India's dependence on Gulf oil and gas is much higher than the global average. While on a global level the Hormuz Straits is the passage for 20% of crude supplies, India sources 50% of her crude oil, about 40% of liquefied natural gas (LNG), mostly from Qatar, and 90% of liquefied petroleum gas (LPG) through the straits.

Neeraj Mittal, secretary, Ministry of Petroleum and Natural Gas, acknowledged this irrationally high dependence. “The Gulf crisis has shown that what we develop as national infrastructure when things are not as bad as they could be, we forget to plan for adversities. The world’s energy dependence on the Strait of Hormuz is roughly 20%; but ours is more in all three -- crude oil, natural gas and LPG.”

Speaking at an event in New Delhi, Aurelien Kruse, World Bank Lead Economist for India, underlined how the disruption and turmoil in energy supplies had dented the growth momentum for India, though the country had entered the new fiscal year from a position of strength.

Though India had the buffers to prevent the volatility to pass through to retail prices of fuel, Kruse said the volatility would impact growth in the long term. The World Bank now expects significant deceleration from 7.6% growth estimated for the year before the Gulf crisis blew up.

But what we are seeing is not just the impact on shortage of domestic cooking gas and industrial gas. The global supply chain is a complex latticework dependent on timely supplies and stable prices. If any of the strands are disrupted, the cascading effect down the line creates havoc. Even if there is no war, the additional high risk insurance premium on ship cargoes and spiraling freight rates for longer routes via the Cape of Good Hope makes imports more expensive.

Hydrocarbon impact

Oil and gas are not just sources of energy. Hydrocarbons provide the derivatives for fertilizer, plastics, synthetic fibres, solvents, dyes and a host of other products. For instance, 3 key inputs for luggage makers are polypropylene, polycarbonate and polyamide. These inputs together comprise 40-45% of the production costs for hard luggage, and the price surge of 30-50% over the last month has thrown businesses out of gear.

Required action:
Carry on the article on India's reliance on Gulf oil and gas from the point where it stops.

(Stored entries)
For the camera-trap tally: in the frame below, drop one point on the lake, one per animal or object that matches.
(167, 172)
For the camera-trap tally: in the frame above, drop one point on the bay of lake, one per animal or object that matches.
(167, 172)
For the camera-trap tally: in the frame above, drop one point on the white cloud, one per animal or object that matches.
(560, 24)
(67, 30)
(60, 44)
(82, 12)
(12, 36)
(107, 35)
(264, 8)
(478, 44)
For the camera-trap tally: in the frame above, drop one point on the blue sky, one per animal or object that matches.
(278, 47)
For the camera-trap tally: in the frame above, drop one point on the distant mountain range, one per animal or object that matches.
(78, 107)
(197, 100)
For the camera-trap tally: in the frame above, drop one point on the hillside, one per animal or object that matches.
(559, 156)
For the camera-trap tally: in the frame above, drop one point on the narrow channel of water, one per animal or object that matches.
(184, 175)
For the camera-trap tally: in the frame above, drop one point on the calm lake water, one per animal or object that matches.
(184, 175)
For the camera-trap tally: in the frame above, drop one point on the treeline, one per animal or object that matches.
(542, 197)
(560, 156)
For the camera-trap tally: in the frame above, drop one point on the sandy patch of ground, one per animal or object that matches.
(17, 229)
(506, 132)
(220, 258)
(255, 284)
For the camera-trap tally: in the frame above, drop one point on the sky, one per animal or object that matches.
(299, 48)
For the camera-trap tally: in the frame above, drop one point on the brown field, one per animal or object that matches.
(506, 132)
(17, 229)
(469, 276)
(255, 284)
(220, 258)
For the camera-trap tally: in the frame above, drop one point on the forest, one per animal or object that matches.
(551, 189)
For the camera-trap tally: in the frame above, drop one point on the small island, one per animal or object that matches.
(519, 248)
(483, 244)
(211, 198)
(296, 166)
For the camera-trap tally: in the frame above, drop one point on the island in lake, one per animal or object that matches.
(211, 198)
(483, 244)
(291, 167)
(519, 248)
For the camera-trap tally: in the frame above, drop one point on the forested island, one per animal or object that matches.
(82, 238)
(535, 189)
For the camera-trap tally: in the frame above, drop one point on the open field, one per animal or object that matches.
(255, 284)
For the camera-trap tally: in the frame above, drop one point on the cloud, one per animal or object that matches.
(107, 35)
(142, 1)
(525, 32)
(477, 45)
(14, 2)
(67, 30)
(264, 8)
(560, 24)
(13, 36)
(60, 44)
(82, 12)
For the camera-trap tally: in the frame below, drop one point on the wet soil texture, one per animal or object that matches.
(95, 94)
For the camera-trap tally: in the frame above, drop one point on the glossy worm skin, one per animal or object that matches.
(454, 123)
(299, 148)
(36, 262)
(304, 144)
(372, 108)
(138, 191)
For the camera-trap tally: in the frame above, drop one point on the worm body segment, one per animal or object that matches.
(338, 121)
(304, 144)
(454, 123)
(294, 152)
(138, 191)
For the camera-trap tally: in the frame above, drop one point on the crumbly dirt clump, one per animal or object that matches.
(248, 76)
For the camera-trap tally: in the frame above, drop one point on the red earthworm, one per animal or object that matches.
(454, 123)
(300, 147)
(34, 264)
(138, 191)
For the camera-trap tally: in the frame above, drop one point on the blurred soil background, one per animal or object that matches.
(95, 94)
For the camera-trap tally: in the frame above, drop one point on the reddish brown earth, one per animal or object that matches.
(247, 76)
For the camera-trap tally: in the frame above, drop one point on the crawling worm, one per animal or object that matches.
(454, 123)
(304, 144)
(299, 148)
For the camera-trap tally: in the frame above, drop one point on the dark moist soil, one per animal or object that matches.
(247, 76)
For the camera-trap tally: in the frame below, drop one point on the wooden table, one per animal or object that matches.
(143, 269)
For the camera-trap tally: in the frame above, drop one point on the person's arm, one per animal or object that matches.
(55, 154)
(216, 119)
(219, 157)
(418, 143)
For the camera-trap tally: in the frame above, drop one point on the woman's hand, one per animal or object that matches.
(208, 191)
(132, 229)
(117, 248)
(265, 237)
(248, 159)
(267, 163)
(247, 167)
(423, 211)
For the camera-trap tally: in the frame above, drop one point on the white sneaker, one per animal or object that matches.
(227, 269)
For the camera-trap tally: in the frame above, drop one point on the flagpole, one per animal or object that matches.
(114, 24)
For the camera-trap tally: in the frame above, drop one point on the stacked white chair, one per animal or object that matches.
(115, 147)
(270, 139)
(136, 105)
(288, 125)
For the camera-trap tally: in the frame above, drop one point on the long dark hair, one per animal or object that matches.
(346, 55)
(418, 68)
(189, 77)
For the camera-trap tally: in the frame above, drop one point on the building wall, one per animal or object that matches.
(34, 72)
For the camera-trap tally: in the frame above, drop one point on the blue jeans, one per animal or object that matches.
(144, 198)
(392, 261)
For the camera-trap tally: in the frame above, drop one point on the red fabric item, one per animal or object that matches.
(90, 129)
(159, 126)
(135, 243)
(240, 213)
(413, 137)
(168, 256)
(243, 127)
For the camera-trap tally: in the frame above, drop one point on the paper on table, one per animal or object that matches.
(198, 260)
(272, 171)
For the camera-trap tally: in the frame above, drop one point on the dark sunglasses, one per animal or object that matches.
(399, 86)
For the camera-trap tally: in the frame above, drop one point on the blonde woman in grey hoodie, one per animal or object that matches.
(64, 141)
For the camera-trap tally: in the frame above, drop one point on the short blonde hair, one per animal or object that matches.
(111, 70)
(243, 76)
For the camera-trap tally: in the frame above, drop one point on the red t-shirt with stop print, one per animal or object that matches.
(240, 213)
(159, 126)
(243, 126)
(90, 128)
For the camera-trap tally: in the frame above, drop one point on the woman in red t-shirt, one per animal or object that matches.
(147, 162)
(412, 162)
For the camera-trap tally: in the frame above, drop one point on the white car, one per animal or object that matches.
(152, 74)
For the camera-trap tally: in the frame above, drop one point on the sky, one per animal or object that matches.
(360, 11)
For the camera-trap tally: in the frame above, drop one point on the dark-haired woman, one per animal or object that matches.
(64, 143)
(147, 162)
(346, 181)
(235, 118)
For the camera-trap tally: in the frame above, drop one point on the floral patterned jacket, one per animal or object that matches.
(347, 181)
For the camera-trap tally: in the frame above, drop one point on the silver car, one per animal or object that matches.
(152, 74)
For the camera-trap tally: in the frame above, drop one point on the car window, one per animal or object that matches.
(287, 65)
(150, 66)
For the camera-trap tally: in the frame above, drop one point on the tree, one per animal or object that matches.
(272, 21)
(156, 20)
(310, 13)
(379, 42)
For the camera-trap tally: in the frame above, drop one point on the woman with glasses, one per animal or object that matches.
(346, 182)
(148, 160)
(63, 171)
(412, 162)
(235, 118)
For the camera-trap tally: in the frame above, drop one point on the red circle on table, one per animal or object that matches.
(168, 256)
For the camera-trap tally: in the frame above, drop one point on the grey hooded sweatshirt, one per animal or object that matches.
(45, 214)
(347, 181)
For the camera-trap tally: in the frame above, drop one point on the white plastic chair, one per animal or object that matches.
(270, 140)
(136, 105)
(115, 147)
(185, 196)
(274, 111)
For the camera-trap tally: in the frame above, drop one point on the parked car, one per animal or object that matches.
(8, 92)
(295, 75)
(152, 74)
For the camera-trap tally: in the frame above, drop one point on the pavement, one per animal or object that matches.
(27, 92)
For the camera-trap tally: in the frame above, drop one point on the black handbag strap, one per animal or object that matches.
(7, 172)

Response area:
Some estimates put the number of downstream products dependent on oil and gas derivatives at over2,000.

Agriculture too is bearing the shock with fertilizer production hit by shortage of natural gas stocks. Imported natural gas is used for producing urea and other nitrogen-based fertilizers. Any shortage of LNG will impact input prices for farmers, and trigger a rise in food prices, stoking inflationary pressures.

India is pharmaceutical hub too, especially generic drug manufacture. This requires a a complex input side of chemical intermediates, many of which are derived from petrochemicals. Disruptions in supply will delay production, increase costs, and hit exports.

Ditto for electronics and semiconductor manufacture. These are reliant on special chemicals and polymers, which are derivatives of oil extracts. Even small disruptions in these inputs can halt production lines.

There are no short-term solutions; but long-term diversification of energy sources is a must. Petroleum secretary Neeraj Mittal reveals India has been working on this for a while. Now, crude oil comes from 41 countries, up from 27 earlier, while LNG is sourced from 30 nations as against 15 previously. However, a single county, Qatar, is India’s source for 45-50% of LNG and 26-34% of LPG imports.

Strengthening domestic capacity for petrochemicals and fertilizers, and making a harder push for alternative energy is the way forward. Shocks and turbulence in global supply chains have become the new normal, and the faster we develop resilience to volatility, the better we can tackle the uncertain future.